Excerpted records →
==================================================

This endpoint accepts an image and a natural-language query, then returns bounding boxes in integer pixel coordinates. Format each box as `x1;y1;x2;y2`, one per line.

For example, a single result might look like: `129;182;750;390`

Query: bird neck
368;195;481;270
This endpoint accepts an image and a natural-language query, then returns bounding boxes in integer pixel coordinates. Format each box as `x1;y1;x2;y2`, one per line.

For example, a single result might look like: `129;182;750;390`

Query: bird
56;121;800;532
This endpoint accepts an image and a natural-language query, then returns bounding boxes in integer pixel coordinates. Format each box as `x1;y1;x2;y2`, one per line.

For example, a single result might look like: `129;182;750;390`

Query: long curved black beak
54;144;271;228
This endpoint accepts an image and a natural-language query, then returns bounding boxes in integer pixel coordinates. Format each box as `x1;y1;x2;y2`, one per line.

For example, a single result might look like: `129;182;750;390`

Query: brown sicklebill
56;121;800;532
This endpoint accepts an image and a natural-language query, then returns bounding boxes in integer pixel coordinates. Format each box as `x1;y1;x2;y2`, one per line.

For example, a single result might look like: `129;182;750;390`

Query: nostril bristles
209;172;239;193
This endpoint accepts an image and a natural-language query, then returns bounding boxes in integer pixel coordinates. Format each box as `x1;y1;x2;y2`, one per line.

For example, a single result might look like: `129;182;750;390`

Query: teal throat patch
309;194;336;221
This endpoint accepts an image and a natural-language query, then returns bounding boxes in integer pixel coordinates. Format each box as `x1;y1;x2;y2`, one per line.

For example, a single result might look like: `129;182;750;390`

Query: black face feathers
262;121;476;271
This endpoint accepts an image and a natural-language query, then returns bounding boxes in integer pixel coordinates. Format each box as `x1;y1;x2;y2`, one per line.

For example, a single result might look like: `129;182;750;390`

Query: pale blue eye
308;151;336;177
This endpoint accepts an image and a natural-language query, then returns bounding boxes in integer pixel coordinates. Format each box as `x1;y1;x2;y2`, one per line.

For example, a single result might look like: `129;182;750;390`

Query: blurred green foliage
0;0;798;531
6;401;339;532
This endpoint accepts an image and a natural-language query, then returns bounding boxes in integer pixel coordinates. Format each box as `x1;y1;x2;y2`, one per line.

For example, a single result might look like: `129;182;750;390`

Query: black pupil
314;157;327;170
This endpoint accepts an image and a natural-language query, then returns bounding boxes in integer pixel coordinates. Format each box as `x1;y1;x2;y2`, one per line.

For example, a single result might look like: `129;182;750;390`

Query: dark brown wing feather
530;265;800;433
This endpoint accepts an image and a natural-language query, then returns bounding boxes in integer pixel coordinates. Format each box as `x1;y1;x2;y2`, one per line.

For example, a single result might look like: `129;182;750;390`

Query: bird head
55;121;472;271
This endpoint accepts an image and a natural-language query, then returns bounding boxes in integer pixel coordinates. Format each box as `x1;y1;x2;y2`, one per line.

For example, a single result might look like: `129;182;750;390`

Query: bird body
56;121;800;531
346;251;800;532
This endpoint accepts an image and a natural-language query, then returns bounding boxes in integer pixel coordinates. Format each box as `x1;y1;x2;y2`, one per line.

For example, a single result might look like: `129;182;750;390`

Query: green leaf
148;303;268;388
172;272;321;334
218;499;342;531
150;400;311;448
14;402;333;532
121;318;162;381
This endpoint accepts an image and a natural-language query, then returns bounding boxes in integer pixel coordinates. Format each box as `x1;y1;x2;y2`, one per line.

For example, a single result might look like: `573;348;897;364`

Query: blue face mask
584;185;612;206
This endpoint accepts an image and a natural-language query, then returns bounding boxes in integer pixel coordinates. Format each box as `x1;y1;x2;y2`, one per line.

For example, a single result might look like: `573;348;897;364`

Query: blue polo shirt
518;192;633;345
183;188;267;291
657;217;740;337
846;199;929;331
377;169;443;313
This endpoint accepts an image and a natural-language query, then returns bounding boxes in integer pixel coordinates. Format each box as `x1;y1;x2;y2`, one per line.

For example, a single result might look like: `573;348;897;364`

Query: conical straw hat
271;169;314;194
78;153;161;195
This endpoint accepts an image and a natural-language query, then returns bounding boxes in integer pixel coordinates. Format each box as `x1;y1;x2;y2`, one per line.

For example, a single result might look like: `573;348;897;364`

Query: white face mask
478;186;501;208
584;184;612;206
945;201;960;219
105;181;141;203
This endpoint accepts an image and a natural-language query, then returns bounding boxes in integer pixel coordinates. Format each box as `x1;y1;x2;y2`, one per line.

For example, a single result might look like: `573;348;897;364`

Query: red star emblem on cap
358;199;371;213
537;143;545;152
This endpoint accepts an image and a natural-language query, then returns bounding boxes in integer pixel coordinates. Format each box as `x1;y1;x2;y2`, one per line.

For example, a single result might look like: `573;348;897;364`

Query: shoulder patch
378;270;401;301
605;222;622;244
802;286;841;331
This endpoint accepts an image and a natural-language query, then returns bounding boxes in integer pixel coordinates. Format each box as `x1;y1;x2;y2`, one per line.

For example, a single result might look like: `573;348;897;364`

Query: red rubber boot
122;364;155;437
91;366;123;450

==================================================

What is being asked →
Copy out the whole listing exactly.

Exercise response →
This endpoint accepts an image and a natural-language query, then returns bounding boxes in integer pixel coordinates. Format each box as `x1;y1;x2;y2`, one per line.

For example, a single result might look like: `129;182;750;390`

Query: bird neck
368;195;481;270
This endpoint accepts an image and a natural-language query, then returns bounding boxes in integer pixel coordinates. Format each box as `x1;y1;x2;y2`, one per line.

For example, a single result might look like: `129;182;750;390`

Query: bird
56;121;800;532
This endpoint accepts an image and a natural-language query, then returns bounding boxes in integer pixel coordinates. Format each box as `x1;y1;x2;y2`, one per line.

For example, a single result might look like: `129;182;750;390`

Query: long curved black beak
54;144;271;228
This endpoint accepts an image and a natural-language query, then returns bounding boxes in integer pixel coordinates. Format each box as `x1;y1;x2;y2`, one per line.

For example, a single result might look like: `129;182;750;390`

Query: brown sicklebill
56;121;800;532
This endpoint accepts an image and a natural-language query, then returns bounding boxes in integer pixel coordinates. Format each box as `x1;y1;x2;y2`, one per line.

For example, a single result might look like: `129;182;750;390`

Query: nostril bristles
209;172;239;193
This endpoint accepts an image and a natural-language query, then returns bounding boxes in integer pixel coordinates. Format each box as `x1;y1;x2;y2`, one per line.

For example, a single result might look like: `129;182;750;390`

Query: teal throat patch
309;194;336;221
This endpoint accepts an image and a natural-language query, then returns bounding boxes in integer pixel coordinates. Format each box as `x1;y1;x2;y2`, one per line.

For example, a single result might look like: `129;182;750;390`

Query: black face feathers
262;121;476;271
This endpoint accepts an image and a natural-language query, then returns bounding boxes in integer pixel coordinates. Format each box as `x1;y1;x2;y2`, one per line.

For example, a single result might look like: `129;182;750;390`

Query: pale blue eye
308;151;336;177
This endpoint accepts an image and a natural-language query, then returns bounding boxes in integer pixel coordinates. Format each box as `x1;y1;x2;y2`, one per line.

For example, a single result might look like: `129;182;750;390`

Query: blurred green foliage
0;0;798;531
6;401;339;532
This endpoint accepts an image and a natural-language query, then returns bounding boxes in integer pixel coordinates. Format each box as `x1;y1;x2;y2`, one per line.

For example, a single result might look like: `129;182;750;390`

Query: black pupil
314;157;327;170
This endpoint accepts an image and a natural-language query, then returns bounding boxes in integer pixel coordinates. Format each box as `x1;y1;x2;y2`, one per line.

For example, a single result might look like: `129;182;750;390`

Query: dark brown wing feather
530;265;800;433
This endpoint accepts an image and a natural-language query, then returns bounding boxes in integer pixel coordinates. Format each box as `x1;y1;x2;y2`, one per line.

For example, a single result might look like: `129;182;750;390`

Query: bird head
55;121;472;271
This endpoint accepts an image and a natural-language query, then returns bounding boxes in integer pixel coordinates. Format each box as `x1;y1;x2;y2`, one per line.

For example, a single result might look like: `129;182;750;390`

Query: bird body
56;121;800;531
346;251;800;532
This endpoint accepts an image and a natural-language query, then returns bounding boxes in integer pixel coordinates. Format each box as `x1;y1;x2;y2`, one per line.

For example, a single result might look like: `129;182;750;390`

Query: green leaf
148;303;268;388
172;272;321;334
218;499;342;531
150;400;311;448
14;402;333;532
121;318;162;381
This endpoint accepts an image and a natural-language query, then returns bounding boxes in integer pixel coordinates. Format each box as `x1;y1;x2;y2`, one per line.

For example, a single result might look like: `573;348;897;364`

Query: blue face mask
584;185;612;206
This endpoint accepts an image and a natural-language query, then returns bounding boxes in integer pixel coordinates. Format each box as `x1;y1;x2;y2`, one per line.

For example, a single result might look like: `573;348;897;364`

Query: blue polo shirt
518;192;633;345
183;188;267;291
657;217;740;337
846;199;929;331
377;169;443;313
This endpoint accepts an image and a natural-language query, then returns bounding boxes in integer pixel coordinates. Format each box as `x1;y1;x2;y2`, one per line.

For example, a single result might look like: `573;348;897;364`

Query: conical straw hat
271;169;314;194
78;153;161;195
This endpoint accepts an image and a natural-language query, then returns bounding boxes in integer pixel coordinates. Format each box as `x1;y1;x2;y2`, one per line.

For example, a single result might look like: `573;348;897;364`

Query: white face mask
478;186;501;208
584;184;612;206
945;201;960;219
105;181;141;203
This endpoint accepts an image and a natural-language query, then returns bounding boxes in integer pixel coordinates. Format each box as `x1;y1;x2;y2`, one per line.

For example, a single result might look like: `573;348;897;364`

Query: red star emblem on cap
358;199;371;213
537;143;545;152
This endpoint accepts an image and a natural-language query, then returns bounding boxes in integer pixel coordinates. Format each box as `x1;y1;x2;y2`, one per line.

For example, a single result might look like: `573;348;897;364`

Query: shoulder patch
378;270;401;301
605;222;622;244
802;286;841;331
This endpoint accepts an image and a natural-language query, then returns bounding boxes in integer pixel coordinates. Format each box as `x1;y1;x2;y2`, one per line.

For example, a single result might look like: `573;348;897;364`

Query: red rubber boot
122;364;155;437
91;366;123;450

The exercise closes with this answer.